PROBLEM TO WORK ON:
Return every line of the material below that contains the word "plastic".

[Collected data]
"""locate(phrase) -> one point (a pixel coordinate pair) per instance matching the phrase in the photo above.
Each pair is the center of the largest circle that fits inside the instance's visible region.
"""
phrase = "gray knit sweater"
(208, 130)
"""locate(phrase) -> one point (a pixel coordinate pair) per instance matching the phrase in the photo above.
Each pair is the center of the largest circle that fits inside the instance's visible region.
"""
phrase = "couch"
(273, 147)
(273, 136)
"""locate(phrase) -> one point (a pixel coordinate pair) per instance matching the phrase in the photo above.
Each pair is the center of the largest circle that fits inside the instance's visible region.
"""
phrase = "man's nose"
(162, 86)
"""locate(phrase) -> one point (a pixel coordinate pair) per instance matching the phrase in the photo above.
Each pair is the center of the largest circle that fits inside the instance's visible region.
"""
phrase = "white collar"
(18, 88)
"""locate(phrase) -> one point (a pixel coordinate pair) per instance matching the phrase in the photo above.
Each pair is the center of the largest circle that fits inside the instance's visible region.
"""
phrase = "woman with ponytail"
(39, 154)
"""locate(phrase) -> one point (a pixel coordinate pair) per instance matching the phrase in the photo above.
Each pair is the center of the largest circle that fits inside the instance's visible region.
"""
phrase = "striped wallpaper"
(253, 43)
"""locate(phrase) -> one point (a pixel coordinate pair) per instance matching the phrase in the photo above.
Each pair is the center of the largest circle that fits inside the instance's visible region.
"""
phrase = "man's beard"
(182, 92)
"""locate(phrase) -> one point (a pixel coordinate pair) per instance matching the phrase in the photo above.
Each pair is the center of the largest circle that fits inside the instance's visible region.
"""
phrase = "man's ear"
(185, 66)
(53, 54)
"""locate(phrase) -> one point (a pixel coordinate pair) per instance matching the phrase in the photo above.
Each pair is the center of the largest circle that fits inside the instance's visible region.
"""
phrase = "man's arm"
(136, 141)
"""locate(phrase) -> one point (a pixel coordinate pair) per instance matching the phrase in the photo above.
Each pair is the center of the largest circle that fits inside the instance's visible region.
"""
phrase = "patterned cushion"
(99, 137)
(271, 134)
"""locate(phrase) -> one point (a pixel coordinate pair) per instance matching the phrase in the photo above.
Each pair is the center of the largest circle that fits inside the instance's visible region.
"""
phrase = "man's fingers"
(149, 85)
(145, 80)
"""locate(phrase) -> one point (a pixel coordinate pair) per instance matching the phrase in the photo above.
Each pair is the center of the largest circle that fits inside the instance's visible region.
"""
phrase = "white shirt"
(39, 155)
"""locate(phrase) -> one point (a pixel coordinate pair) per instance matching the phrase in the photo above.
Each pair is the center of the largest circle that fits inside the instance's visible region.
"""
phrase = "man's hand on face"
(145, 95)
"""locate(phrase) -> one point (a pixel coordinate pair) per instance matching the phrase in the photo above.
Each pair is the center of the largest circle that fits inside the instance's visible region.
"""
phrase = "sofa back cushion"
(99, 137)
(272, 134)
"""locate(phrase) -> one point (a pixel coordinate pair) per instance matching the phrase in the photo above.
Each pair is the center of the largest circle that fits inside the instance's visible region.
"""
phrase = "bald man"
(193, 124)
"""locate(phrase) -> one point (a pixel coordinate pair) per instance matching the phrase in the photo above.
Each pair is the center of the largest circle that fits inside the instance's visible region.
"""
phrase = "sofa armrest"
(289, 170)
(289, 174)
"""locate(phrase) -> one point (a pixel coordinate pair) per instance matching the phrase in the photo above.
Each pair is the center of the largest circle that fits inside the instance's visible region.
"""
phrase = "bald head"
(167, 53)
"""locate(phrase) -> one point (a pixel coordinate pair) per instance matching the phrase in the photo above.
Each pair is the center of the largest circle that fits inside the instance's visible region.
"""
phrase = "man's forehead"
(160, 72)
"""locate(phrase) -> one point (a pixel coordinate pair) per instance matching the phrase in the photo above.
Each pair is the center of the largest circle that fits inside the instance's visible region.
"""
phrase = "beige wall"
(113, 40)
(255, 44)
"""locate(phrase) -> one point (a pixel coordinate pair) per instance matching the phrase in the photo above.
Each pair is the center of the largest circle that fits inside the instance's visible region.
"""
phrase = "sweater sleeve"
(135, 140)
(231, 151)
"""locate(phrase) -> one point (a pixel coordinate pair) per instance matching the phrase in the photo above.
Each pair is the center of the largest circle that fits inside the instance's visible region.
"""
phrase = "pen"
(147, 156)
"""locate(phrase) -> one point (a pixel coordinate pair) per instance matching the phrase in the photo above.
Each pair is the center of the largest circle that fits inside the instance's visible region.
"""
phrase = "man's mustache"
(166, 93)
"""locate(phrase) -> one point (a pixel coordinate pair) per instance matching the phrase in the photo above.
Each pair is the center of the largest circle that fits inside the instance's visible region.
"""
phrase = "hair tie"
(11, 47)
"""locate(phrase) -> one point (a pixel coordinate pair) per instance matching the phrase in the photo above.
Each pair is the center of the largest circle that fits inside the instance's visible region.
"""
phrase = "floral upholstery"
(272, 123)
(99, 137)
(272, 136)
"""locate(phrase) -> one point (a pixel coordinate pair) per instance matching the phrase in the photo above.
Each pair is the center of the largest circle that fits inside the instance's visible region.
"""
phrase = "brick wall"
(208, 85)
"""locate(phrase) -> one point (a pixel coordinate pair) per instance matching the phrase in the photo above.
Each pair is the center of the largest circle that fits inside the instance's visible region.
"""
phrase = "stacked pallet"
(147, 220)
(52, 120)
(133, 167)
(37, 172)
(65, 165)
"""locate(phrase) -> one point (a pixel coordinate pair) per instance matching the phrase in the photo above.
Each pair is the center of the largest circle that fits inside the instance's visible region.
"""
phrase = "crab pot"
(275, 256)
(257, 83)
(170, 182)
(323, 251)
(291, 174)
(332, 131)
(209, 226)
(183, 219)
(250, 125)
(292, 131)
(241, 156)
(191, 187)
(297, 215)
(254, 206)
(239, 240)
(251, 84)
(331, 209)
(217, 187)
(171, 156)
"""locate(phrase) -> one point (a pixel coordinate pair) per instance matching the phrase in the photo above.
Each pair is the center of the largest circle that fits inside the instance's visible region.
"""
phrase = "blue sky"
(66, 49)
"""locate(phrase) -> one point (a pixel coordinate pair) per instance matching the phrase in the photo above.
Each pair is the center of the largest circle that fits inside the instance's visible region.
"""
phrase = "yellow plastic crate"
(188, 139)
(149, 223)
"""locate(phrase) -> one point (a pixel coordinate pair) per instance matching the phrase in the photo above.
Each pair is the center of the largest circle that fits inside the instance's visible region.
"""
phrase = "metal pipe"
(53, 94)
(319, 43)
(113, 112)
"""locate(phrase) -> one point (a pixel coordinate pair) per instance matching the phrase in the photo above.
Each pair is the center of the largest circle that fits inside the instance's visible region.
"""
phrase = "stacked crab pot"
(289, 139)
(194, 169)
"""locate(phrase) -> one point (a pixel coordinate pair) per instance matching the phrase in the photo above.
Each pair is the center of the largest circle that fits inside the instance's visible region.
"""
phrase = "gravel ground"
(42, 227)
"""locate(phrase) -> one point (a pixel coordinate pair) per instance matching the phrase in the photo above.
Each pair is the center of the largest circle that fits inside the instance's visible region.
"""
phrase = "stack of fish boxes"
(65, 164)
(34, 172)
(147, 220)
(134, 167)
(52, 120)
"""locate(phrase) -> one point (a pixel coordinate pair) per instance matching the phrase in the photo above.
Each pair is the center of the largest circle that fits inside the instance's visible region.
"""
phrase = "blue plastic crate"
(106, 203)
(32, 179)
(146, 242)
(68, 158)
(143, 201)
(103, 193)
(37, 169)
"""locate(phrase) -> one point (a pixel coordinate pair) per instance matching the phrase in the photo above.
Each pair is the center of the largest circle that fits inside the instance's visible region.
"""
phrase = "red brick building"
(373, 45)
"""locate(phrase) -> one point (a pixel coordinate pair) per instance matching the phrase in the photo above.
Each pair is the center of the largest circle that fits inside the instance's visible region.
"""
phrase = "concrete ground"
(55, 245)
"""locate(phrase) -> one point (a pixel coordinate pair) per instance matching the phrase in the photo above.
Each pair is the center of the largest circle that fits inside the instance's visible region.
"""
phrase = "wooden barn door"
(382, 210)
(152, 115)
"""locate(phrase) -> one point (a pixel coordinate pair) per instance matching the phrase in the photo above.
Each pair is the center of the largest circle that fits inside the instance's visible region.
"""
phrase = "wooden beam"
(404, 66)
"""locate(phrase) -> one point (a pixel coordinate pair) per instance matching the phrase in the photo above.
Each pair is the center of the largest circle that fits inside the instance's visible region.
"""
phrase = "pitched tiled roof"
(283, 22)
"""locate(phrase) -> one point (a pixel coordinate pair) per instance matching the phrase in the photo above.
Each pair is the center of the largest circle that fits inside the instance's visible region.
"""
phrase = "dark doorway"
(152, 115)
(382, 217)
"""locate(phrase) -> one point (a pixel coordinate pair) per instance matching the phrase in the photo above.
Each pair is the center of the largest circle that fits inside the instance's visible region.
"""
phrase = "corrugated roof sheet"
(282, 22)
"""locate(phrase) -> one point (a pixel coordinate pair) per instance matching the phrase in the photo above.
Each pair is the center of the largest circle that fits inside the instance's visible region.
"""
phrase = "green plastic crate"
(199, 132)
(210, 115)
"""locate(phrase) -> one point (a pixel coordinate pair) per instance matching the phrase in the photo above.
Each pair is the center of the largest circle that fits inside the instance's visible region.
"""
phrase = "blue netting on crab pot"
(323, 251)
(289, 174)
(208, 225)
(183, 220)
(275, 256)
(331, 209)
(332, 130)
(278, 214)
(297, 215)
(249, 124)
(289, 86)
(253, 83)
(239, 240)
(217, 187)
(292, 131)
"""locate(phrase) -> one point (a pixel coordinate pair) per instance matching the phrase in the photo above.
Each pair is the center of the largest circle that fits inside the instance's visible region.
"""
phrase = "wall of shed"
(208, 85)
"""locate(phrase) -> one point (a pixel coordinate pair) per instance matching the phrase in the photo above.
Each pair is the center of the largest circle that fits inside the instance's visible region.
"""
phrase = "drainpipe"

REPLY:
phrase = "yellow plastic crate"
phrase = "blue plastic crate"
phrase = "green plastic crate"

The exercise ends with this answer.